> _Written instruction A_
Can you transcribe the part of the climate change post that opens with the words containing "Striking a meaningful" and closes with "the decade after."?

> _Selected extract_
-- START --
Friday, December 2, 2016

Climate Change

Should we talk about the weather? Should we talk about the government? HAR HAR, I'm a cornball. Let's talk climate change.

Things certainly look like they could get even grimmer for ol' planet Earth with Donald Trump at the helm of the US of A.  However, nothing is set in stone, and perhaps it won't be that bad after all, or such is the gist of this article from the NYT.  Do I necessarily buy into the premise that it might not be that bad after all?  Not really, but the article is worth examining regardless.

First of all, a recent report points out that the progress thus made on reducing carbon emissions has come more from the evolution of industry than from government diktat, and that as long as the Trump administration takes a hands off approach, to a certain extent, that won't change:

Ted Nordhaus and Jessica Lovering, in a report published on Tuesday by the Breakthrough Institute, pointed out that real progress on reducing carbon in the atmosphere has been driven so far by specific domestic energy, industrial and innovation policies, “not emissions targets and timetables or international agreements intended to legally constrain national emissions.”

It’s certainly possible that a Trump administration will drop the Clean Power Plan and renege on the Paris accord. But as long as it keeps the nation’s nuclear power plants online, continues tax incentives for wind and solar energy and stays out of the way of the shale energy revolution, Ms. Lovering and Mr. Nordhaus write, “the U.S. might outperform the commitments that the Obama administration made in Paris.”

(Emphases added mine, throughout).

Regardless of Donald Trump's rhetoric, his promises to bring coal jobs back, coal may just plain get its ass whupped by natural gas.  Now, natural gas is still a dirty energy source, but it's cleaner than coal.  Trump has talked up natural gas as well as coal, and it's quite possible coal will be sidelined, despite the hopes of many who voted for Trump.

In the past, nations have sped ahead of their own emissions targets...

Striking a meaningful deal on climate has proved an elusive goal. The first try, in Kyoto, Japan, in 1997, committed advanced nations to reduce emissions between 1990 and 2010. But they actually achieved more in terms of reducing dependency on fossil fuels in the decade before the agreement than in the decade after.

However, much of that decline in carbon emissions had to do with a global economic collapse that reduced demand for carbon.  Should Trump Make America Great Again, and perhaps the world with it, that demand will increase, and so will carbon output.

Is Donald Trump actually committed to energy independence, as he has stated he is?  If so, the best thing for him to do might be to simply not rock the boat:

Most importantly, climate objectives could mesh with Mr. Trump’s goal of energy independence. According to the 2016 edition of the International Energy Agency’s World Energy Outlook, the United States could pretty much become energy independent by 2040 — reducing its annual oil imports to 1 million barrels a day from 6 million in 2014 — as long as Washington sticks to current policies.

Part of this has to do with rising shale oil and gas production. But the main driver would be efficiency. The Trump administration only has to maintain the Obama administration’s CAFE standards, which require the average fuel economy of cars and light trucks to rise to 49-to-50 miles per gallon by 2025, from 34 today.
-- END --
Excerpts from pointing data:
-- START --
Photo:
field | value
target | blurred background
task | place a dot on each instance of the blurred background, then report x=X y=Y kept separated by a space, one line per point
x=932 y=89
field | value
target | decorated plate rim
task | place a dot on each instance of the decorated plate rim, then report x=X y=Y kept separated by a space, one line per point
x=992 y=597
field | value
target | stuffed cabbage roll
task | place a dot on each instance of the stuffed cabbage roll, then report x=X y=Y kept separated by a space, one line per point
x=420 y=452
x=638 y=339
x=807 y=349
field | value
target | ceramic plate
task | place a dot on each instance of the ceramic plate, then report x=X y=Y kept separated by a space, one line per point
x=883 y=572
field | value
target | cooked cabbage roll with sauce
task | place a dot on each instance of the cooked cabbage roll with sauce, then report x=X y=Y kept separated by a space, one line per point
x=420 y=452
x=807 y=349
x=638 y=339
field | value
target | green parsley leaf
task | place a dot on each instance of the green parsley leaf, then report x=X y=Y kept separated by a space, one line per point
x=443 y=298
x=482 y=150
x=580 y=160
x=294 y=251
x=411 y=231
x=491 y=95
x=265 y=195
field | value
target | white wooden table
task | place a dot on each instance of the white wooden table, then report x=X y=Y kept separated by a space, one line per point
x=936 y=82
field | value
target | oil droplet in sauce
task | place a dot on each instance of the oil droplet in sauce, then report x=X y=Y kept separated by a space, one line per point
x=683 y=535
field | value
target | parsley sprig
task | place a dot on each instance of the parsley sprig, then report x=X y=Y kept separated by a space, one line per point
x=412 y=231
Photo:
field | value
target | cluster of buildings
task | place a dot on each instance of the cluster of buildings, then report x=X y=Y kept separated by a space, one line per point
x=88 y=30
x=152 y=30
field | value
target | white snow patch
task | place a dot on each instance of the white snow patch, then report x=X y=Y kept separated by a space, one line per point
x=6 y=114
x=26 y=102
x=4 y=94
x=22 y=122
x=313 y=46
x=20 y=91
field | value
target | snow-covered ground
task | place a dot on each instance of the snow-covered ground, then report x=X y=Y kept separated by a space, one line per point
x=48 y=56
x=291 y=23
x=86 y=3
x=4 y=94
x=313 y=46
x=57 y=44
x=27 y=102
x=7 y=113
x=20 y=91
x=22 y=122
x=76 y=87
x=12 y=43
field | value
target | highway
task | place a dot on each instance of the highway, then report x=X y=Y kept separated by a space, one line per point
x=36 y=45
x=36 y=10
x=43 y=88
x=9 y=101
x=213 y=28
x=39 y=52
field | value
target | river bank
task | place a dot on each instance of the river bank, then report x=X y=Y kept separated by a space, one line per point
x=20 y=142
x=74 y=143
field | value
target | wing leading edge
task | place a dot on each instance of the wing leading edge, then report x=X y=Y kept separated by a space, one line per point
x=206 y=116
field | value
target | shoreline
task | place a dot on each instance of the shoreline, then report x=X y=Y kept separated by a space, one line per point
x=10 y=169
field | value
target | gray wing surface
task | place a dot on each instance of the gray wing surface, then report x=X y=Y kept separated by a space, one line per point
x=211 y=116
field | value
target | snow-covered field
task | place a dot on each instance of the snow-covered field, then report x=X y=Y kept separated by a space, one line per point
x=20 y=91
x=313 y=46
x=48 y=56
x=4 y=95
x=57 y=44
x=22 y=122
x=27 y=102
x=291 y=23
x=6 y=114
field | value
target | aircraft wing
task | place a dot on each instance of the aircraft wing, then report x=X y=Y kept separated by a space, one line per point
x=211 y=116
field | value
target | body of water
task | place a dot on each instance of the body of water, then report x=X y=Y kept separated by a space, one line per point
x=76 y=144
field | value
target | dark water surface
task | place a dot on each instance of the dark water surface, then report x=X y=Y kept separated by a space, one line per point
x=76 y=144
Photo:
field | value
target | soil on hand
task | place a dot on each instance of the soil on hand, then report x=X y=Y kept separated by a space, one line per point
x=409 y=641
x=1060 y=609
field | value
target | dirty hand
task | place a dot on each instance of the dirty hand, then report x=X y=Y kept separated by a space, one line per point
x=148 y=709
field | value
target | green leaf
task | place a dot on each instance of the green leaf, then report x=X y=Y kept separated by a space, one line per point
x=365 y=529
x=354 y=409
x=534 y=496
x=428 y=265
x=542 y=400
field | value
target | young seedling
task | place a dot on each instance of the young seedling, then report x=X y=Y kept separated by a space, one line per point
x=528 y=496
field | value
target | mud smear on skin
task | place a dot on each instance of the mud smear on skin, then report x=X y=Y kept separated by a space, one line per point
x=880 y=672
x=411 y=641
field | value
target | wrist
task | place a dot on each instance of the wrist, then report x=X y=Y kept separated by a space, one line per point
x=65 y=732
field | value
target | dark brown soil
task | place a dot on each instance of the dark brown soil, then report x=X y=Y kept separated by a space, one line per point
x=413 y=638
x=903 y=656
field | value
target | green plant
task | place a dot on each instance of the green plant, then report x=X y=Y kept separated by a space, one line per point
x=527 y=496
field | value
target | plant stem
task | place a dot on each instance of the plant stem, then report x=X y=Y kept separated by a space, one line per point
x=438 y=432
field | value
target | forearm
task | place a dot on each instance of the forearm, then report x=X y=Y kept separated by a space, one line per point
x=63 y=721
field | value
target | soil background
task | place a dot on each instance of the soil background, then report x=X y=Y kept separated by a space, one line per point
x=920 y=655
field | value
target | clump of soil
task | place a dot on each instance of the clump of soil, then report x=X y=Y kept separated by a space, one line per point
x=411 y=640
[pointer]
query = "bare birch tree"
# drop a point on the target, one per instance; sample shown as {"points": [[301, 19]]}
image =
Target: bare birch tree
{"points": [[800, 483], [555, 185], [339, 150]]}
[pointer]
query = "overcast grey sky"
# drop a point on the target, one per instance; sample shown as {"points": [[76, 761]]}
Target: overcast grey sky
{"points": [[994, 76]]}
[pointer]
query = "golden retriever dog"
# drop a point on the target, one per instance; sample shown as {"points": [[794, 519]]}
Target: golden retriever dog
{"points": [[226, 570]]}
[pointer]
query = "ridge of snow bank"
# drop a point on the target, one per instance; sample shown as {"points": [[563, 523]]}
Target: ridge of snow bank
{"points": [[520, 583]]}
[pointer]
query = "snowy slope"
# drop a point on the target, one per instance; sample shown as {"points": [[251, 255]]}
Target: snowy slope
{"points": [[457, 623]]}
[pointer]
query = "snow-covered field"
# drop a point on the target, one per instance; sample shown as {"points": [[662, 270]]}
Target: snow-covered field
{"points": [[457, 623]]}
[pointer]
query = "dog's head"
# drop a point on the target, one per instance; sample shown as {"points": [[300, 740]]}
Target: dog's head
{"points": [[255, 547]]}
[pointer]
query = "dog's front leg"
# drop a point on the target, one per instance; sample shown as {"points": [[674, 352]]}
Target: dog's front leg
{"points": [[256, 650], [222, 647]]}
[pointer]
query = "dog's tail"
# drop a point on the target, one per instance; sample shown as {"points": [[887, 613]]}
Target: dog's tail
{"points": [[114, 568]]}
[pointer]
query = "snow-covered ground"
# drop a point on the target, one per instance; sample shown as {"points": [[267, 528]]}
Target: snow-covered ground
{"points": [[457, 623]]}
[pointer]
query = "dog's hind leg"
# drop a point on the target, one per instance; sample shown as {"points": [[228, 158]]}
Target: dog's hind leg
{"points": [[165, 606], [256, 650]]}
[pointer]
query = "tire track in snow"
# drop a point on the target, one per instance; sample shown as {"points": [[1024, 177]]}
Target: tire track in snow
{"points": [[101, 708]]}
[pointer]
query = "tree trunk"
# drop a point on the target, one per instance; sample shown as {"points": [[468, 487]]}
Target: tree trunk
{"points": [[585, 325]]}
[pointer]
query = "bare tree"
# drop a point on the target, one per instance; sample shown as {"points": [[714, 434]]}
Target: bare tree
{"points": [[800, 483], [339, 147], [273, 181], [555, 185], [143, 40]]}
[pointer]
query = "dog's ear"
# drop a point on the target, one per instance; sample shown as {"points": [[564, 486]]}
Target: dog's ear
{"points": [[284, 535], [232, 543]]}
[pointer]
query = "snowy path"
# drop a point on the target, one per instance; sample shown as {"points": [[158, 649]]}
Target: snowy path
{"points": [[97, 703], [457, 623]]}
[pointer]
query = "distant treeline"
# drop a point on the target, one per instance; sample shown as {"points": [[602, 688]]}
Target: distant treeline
-- END --
> _Written instruction B_
How many lines in the listing contain the string "birch", with case counting? Reply with the number alone.

> _Correct response A_
Striking a meaningful deal on climate has proved an elusive goal. The first try, in Kyoto, Japan, in 1997, committed advanced nations to reduce emissions between 1990 and 2010. But they actually achieved more in terms of reducing dependency on fossil fuels in the decade before the agreement than in the decade after.

> _Correct response B_
2